Exercise aim:
Write out, as a JSON list of strings, the part of the items below that begins with the line containing "One point marks each instance of the distant" and runs through the final line of the items. Make each line one string, and drop any blank lines.
>>>
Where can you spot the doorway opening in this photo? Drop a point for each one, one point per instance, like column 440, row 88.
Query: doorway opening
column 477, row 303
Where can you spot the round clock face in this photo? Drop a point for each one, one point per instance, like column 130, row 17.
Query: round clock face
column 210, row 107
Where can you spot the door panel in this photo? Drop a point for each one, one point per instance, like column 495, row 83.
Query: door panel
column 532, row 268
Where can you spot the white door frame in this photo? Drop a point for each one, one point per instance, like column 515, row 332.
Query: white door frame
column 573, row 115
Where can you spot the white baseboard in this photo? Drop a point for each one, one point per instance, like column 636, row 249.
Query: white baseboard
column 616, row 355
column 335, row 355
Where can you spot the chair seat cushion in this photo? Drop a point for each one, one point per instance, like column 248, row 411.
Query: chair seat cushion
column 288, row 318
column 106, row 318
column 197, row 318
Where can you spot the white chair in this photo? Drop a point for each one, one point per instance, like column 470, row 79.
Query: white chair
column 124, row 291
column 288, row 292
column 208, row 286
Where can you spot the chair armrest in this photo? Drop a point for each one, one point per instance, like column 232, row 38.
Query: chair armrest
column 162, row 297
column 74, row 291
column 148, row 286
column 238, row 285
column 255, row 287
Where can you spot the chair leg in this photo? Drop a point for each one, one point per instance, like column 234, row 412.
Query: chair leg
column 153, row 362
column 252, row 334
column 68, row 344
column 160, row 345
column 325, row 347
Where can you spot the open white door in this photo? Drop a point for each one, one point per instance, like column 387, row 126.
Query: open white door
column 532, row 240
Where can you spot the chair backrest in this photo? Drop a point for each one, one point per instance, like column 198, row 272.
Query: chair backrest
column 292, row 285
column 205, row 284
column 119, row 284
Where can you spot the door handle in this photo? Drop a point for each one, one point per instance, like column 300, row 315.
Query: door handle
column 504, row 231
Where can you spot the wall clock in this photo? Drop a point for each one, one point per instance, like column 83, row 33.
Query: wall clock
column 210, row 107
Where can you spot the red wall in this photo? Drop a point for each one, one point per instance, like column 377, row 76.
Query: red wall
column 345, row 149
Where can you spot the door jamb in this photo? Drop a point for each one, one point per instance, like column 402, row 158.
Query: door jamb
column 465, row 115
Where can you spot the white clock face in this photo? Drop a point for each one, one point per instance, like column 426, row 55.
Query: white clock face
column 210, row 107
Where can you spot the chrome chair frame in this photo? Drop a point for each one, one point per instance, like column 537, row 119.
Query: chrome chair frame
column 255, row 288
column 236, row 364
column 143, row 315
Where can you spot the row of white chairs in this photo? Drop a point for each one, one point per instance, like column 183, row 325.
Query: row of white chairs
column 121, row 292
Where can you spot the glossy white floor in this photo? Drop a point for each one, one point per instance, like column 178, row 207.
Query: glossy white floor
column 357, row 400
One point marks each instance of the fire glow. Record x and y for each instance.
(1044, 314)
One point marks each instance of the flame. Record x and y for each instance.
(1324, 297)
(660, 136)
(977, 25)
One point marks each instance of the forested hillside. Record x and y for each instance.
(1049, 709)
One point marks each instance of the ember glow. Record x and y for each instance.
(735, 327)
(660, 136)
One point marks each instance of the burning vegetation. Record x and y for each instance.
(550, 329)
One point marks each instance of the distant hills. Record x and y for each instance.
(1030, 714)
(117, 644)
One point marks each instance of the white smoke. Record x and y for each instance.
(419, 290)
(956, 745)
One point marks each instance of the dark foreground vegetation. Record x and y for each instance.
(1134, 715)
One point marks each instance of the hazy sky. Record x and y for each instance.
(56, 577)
<<<
Response for this exercise:
[
  "One point marks each instance of the distant hills. Record x and y for each instance.",
  "(1030, 714)",
  "(117, 644)",
  "One point marks each instance of the white smoke. Record x and y for each instance.",
  "(419, 290)",
  "(956, 745)",
  "One point marks each instance of the dark foreground vegetation. Record x and y for each instance.",
  "(1134, 715)",
  "One point marks each instance of the hazy sky. Record x and y for each instance.",
  "(56, 577)"
]